* WHAT IS BEING ASKED: Where does the word "concrete" appear in the entries below? Copy each line that holds it.
[Start of Attachment]
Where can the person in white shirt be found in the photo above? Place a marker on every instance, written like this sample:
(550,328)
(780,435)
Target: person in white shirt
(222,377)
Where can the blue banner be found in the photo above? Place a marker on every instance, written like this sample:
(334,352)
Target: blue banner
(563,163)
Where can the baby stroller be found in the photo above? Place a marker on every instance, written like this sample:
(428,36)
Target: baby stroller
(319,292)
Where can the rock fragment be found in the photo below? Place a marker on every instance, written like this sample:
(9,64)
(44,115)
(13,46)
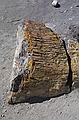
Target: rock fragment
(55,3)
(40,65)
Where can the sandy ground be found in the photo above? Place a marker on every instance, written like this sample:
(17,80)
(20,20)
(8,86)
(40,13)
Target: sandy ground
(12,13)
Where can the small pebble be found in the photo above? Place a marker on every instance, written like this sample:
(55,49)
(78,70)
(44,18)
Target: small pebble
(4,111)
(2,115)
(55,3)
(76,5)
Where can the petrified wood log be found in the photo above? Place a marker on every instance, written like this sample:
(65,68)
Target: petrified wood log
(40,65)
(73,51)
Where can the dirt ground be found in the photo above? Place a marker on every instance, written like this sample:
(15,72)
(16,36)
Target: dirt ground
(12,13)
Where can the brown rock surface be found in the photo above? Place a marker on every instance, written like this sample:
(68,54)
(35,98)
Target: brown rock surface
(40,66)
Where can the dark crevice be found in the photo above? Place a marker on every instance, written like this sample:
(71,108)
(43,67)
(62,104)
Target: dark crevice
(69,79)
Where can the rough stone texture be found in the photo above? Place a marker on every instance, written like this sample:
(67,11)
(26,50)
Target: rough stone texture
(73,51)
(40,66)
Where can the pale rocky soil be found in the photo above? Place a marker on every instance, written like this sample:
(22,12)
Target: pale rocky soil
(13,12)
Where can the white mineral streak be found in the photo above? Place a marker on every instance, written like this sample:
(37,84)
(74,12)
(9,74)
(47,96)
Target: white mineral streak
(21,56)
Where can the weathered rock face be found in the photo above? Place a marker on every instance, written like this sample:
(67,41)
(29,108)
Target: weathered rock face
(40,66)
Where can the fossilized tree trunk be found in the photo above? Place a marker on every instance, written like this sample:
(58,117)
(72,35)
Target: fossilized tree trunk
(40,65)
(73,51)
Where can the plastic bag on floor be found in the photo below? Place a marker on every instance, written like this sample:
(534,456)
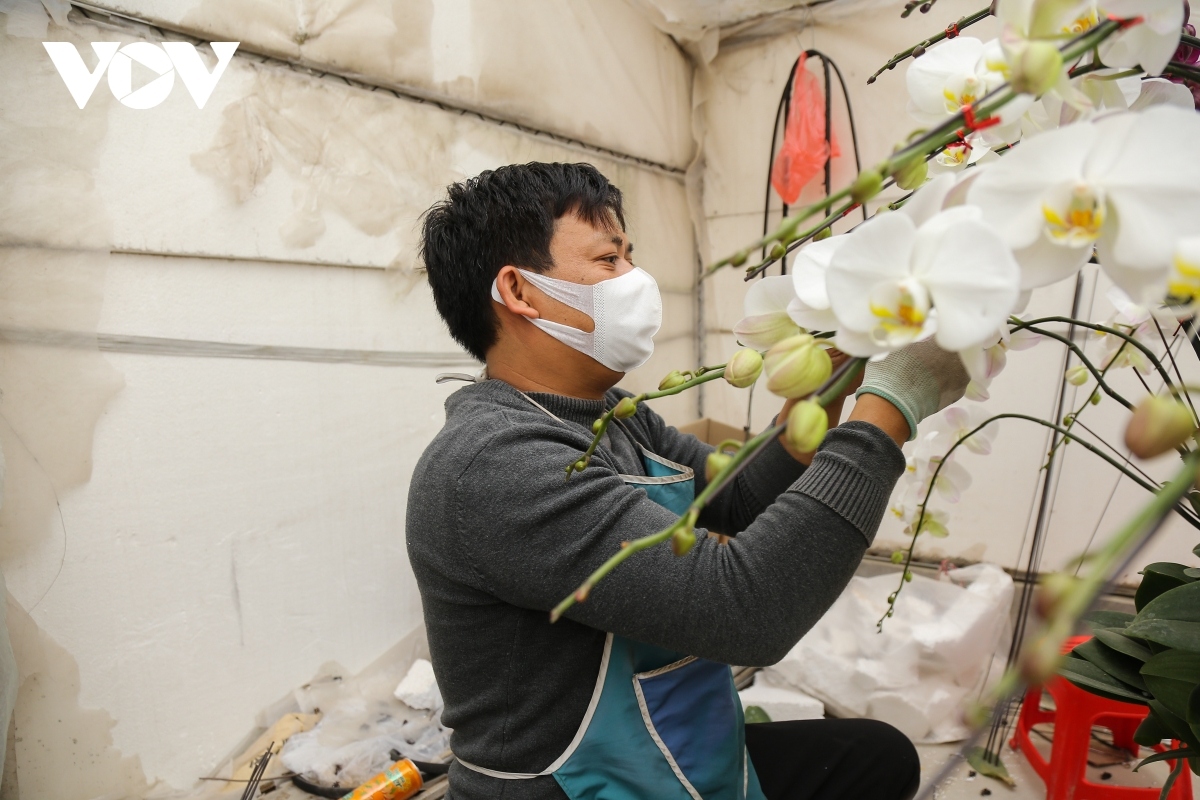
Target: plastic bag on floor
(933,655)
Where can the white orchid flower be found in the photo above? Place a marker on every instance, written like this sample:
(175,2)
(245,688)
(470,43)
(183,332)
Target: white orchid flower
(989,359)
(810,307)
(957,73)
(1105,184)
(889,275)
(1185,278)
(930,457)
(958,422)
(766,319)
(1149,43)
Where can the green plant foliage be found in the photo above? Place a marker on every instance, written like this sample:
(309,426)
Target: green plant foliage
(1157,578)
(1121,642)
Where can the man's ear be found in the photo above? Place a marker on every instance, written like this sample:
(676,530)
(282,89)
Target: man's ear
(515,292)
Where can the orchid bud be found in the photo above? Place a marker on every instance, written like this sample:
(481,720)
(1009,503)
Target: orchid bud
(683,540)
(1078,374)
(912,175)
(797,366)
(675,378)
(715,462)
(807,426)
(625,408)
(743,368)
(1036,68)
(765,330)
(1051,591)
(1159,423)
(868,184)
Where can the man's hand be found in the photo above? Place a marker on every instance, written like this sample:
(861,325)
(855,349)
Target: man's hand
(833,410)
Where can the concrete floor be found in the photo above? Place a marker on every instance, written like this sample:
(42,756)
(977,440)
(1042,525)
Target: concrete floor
[End of Attachment]
[Start of Attachment]
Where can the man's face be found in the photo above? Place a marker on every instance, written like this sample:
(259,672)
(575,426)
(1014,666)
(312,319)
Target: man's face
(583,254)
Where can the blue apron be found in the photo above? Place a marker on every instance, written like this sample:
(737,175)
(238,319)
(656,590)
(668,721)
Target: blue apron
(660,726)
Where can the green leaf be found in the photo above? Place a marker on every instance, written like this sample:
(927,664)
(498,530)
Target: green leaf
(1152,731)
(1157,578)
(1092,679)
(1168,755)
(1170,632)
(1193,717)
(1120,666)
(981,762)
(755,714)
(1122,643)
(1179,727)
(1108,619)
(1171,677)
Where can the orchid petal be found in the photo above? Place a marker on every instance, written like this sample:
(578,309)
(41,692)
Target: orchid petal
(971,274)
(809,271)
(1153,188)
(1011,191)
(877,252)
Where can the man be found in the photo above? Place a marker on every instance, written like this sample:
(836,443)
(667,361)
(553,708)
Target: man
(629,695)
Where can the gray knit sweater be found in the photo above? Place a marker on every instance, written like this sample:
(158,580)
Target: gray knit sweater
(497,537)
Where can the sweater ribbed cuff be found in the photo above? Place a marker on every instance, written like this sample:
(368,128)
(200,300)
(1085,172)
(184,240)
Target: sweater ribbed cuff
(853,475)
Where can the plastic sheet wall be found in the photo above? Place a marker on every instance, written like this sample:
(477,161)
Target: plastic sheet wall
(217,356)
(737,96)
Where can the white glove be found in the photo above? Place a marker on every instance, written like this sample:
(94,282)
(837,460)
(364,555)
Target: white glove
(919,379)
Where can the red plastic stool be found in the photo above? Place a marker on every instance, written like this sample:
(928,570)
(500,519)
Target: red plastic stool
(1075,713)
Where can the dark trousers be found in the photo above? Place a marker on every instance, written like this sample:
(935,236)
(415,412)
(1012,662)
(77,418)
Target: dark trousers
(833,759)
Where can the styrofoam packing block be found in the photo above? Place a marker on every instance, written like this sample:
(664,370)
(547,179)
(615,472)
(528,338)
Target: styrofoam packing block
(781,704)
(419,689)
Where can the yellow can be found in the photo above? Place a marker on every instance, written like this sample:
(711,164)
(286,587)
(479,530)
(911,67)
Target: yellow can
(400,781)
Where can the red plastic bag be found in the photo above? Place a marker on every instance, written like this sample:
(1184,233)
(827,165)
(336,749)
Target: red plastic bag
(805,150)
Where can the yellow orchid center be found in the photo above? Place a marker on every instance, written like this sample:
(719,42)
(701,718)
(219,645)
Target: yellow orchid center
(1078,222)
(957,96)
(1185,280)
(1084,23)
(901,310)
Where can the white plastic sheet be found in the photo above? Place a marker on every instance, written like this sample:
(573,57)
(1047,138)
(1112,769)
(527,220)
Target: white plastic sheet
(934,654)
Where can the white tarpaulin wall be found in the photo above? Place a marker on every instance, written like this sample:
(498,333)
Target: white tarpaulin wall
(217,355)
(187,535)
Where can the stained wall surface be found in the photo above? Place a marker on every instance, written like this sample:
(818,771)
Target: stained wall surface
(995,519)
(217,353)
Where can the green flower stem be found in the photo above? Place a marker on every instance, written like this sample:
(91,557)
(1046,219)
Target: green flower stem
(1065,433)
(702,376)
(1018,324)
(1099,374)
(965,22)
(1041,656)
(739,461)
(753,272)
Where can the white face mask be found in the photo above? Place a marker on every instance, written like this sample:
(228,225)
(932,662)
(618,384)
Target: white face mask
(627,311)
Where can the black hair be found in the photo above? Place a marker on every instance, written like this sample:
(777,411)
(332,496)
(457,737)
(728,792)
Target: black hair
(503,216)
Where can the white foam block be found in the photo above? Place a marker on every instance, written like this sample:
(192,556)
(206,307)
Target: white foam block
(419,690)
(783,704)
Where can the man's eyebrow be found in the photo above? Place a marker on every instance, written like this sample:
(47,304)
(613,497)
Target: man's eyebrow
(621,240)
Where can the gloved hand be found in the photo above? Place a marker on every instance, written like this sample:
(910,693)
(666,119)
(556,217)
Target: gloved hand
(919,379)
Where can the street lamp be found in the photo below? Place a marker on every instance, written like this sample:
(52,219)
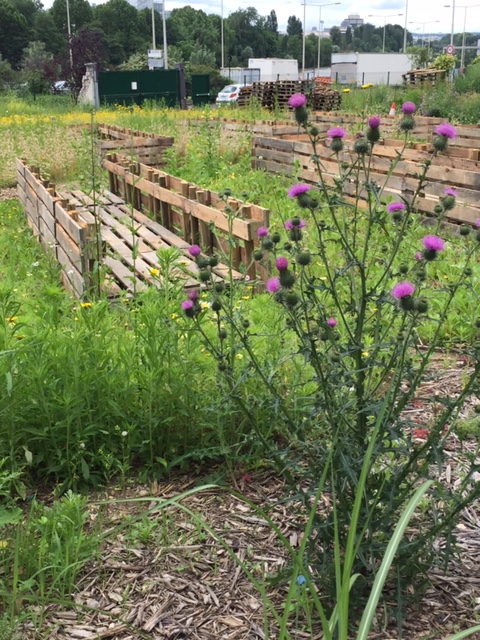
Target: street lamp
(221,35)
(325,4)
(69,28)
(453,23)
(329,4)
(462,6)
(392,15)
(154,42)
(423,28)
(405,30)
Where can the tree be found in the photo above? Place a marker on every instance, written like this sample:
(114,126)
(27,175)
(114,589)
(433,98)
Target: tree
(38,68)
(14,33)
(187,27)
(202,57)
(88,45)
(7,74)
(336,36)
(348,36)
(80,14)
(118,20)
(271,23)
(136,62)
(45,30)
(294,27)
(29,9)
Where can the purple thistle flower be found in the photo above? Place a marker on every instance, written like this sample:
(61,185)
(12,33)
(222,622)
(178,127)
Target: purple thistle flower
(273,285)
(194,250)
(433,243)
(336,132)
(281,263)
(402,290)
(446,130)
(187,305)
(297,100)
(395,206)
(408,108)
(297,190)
[End of Attachment]
[Start of Attachment]
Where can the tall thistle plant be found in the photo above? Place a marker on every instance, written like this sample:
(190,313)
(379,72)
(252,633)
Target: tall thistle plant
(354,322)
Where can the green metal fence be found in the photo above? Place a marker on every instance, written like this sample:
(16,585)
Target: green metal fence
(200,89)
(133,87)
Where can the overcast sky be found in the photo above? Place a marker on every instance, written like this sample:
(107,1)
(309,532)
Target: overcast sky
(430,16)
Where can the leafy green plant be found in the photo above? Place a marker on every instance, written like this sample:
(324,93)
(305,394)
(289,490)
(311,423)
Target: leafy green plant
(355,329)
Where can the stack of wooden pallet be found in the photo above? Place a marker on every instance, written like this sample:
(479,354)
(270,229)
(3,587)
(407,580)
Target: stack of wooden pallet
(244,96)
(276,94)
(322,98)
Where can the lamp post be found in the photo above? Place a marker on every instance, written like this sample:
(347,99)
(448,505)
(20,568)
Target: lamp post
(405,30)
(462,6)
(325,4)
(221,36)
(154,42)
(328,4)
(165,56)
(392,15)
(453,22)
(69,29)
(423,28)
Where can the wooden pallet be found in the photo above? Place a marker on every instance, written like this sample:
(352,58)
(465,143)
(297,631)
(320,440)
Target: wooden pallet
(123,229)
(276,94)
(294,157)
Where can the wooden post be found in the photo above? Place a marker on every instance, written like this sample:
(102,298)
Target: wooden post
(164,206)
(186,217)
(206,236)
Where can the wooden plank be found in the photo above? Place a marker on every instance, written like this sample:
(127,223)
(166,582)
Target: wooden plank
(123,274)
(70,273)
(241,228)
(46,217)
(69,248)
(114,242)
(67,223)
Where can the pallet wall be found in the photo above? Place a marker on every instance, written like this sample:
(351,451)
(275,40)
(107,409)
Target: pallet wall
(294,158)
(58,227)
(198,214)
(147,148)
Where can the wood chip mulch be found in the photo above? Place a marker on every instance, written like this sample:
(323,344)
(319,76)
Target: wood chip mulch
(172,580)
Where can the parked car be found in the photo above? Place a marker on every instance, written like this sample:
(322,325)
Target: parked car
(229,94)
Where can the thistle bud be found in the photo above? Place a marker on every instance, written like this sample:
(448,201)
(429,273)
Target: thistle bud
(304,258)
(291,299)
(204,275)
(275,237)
[End of Attachment]
* EXPECTED ANSWER:
Where can the concrete floor be found in the photo above? Place a marker on every instance, written like this sample:
Target: concrete floor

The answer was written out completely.